### TASK:
Render this sentence from the statistical analysis passage in Spanish: "The random part of the model included a random intercept for each patient."

### PASSAGE PROVIDED:
# # # # #
Statistical analysis
The sample size calculation has previously been described in detail (19). At 29–34 weeks of gestations we expected a mean difference of 7.75 (SD=16) in WHO-5 between the intervention group and the control group. Based on a two-sample t-test and a two-sided significance level of 0.05, 91 women are required in each treatment group to obtain a power of 90%. A total of 300 women were planned to be randomised allowing for a 13% drop out as a result of discomfort or complications and a further 30% drop out due to refusal to fill in the questionnaires.
To account for missing values under the assumption of Missing At Random (MAR) and to adjust for potential baseline imbalances between the two treatment groups, quantitative outcomes were analysed using constrained linear mixed models considering scores measured baseline, 29–34 weeks of gestation and eight weeks postpartum as outcomes (24). The fixed part of the models included the interaction between group (intervention and control) and time (baseline/29–34 weeks/eight weeks postpartum) with the constraint that the means in the two groups were assumed equal at baseline due to randomisation. The random part of the model included a random intercept for each patient.
For each group and each time point, the proportion of women with EPDS ≥11 was estimated from a logistic regression model with parameters estimated by weighted Generalised Estimating Equations (GEE) to account for repeated measures and missing data (25). The weights were defined as the inverse probabilities of being observed conditional on previous measurements of EPDS (quantitative), treatment group and previous missing value of EPDS and were estimated from a logistic regression model. An unstructured correlation matrix was used as the working correlation.
# # # # #
### DATA SUPPLIED:
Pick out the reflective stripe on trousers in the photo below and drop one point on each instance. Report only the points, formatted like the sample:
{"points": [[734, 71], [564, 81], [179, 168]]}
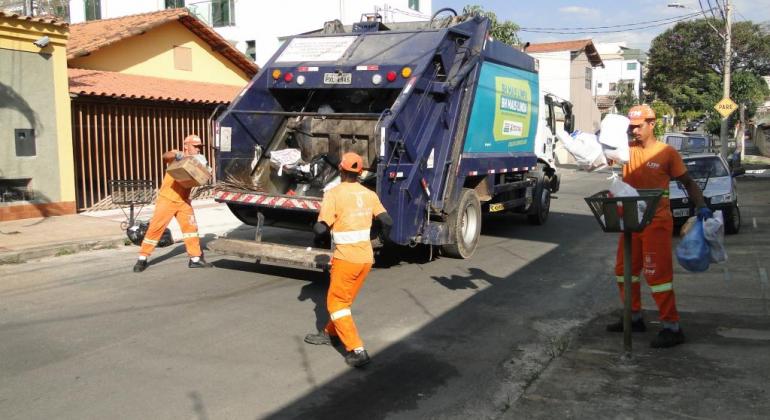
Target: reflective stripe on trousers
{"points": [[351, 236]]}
# # # # #
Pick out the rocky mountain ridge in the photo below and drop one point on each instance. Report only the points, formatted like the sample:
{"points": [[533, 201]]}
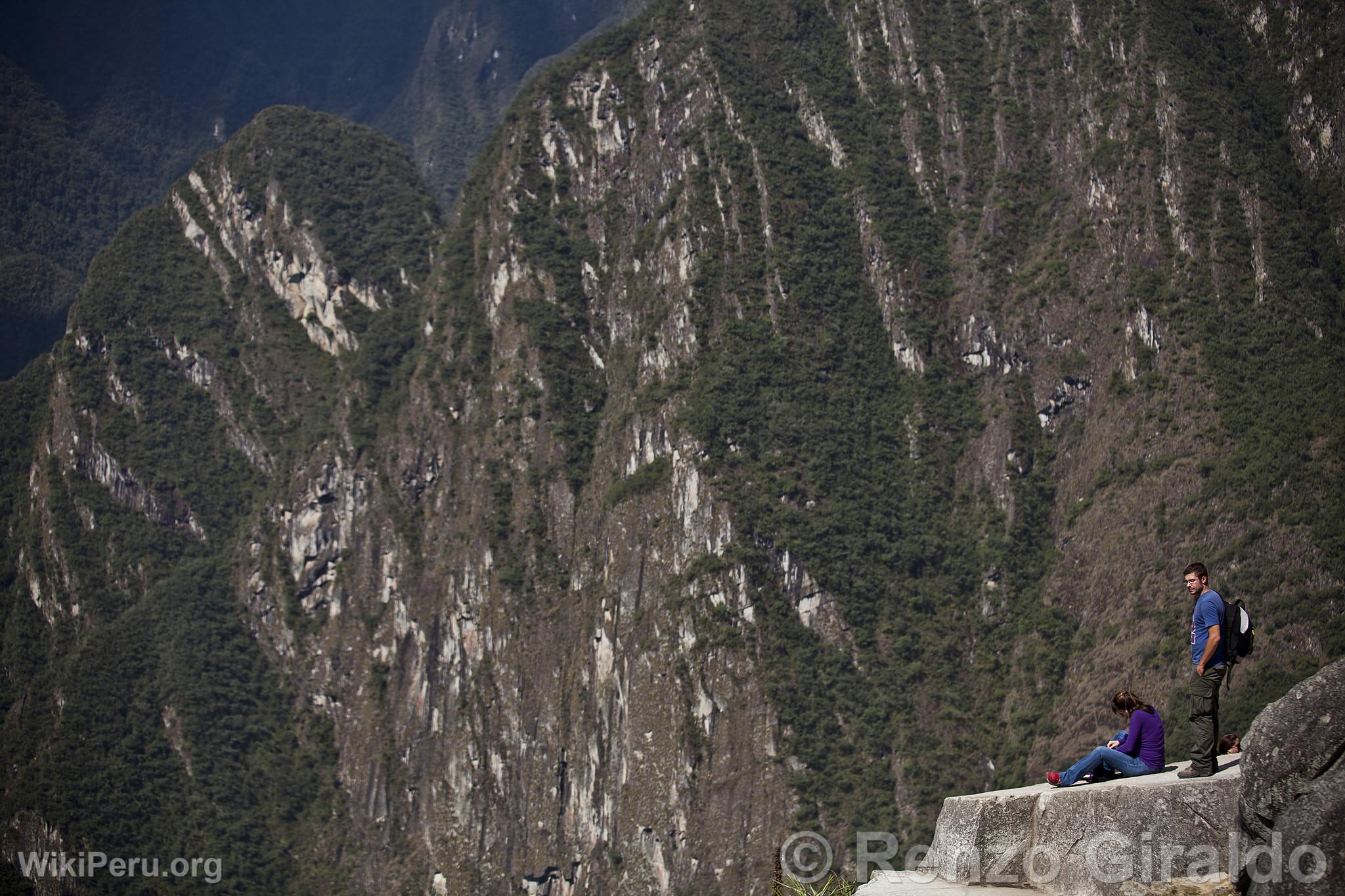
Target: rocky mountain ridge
# # # # #
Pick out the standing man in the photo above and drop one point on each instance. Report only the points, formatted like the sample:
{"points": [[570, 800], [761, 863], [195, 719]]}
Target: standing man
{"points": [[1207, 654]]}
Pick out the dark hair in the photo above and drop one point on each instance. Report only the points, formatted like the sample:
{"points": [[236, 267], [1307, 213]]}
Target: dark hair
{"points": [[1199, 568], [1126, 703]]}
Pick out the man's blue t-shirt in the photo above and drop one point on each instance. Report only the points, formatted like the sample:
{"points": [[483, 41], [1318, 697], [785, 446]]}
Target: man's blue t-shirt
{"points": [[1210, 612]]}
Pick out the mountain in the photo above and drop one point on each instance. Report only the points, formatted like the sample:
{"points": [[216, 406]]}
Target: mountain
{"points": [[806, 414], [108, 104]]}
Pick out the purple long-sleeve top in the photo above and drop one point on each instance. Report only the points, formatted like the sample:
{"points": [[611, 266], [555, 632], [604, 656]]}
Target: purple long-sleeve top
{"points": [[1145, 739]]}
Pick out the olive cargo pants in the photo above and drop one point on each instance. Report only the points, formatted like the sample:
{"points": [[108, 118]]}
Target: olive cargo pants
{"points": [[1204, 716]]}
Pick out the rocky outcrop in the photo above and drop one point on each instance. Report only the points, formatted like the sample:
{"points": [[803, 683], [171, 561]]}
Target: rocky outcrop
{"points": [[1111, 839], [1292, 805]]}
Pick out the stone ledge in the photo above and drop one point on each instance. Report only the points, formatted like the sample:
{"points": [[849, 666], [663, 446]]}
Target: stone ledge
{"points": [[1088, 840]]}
# # # # #
### EXERCISE OUTPUT:
La parte aleatoria del modelo incluyó un intercepto aleatorio para cada paciente.